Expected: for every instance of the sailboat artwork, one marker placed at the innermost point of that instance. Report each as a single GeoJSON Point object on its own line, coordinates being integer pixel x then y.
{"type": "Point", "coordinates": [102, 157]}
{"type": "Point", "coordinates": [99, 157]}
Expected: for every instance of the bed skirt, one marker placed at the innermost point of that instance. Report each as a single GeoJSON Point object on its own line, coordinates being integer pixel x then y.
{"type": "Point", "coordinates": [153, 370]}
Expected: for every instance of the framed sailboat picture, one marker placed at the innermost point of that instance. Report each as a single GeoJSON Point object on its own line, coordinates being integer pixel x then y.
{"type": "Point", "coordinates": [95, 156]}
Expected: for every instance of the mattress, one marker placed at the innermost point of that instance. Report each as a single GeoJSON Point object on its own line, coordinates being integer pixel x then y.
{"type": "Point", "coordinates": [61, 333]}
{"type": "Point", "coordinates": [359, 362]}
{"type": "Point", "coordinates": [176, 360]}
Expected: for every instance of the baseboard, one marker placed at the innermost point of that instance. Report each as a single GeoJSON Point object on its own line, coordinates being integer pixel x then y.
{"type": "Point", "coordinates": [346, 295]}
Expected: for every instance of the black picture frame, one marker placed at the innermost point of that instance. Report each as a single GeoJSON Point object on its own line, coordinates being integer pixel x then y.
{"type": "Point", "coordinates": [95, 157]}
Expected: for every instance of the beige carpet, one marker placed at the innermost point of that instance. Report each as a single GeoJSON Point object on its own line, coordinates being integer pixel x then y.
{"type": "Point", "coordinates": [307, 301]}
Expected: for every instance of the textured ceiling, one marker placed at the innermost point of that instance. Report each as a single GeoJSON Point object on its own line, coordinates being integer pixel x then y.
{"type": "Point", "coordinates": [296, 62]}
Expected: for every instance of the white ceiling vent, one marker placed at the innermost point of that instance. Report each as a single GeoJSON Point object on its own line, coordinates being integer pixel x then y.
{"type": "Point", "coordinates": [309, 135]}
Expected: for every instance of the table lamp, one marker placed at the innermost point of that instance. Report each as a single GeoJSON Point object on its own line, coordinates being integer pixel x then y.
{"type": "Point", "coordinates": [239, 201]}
--
What to do
The line containing "Expected: for every instance of the baseboard, one" begins the span, and the last line of the records above ends it. Return that span exactly, and nothing outside it.

Answer below
Expected: for every instance of the baseboard, one marker placed at the innermost point of that instance. Report each as a single GeoJSON Point object on its own line, coordinates being integer pixel x then y.
{"type": "Point", "coordinates": [346, 295]}
Expected: for every instance of the black picture frame, one marker placed at the innermost point of that instance. Report each as a single GeoJSON Point object on its own line, coordinates being integer pixel x then y.
{"type": "Point", "coordinates": [95, 157]}
Expected: for every instance of the beige carpet, one marker placed at the innermost point of that instance. Report each as a single GeoJSON Point object on its own line, coordinates being integer pixel x then y.
{"type": "Point", "coordinates": [307, 301]}
Expected: for every instance of the textured ceiling, one marker placed at the innermost point of that instance. Report each as a single GeoJSON Point object on its own line, coordinates being integer pixel x then y.
{"type": "Point", "coordinates": [296, 62]}
Expected: for every instance of the white ceiling vent, one marker placed at the innermost point of that instance. Report each as a single GeoJSON Point object on its own line, coordinates being integer pixel x then y.
{"type": "Point", "coordinates": [309, 135]}
Expected: for every instance of the table lamp, one marker placed at the innermost point of that instance. Report each as a single GeoJSON Point object on its own line, coordinates being integer pixel x then y.
{"type": "Point", "coordinates": [239, 201]}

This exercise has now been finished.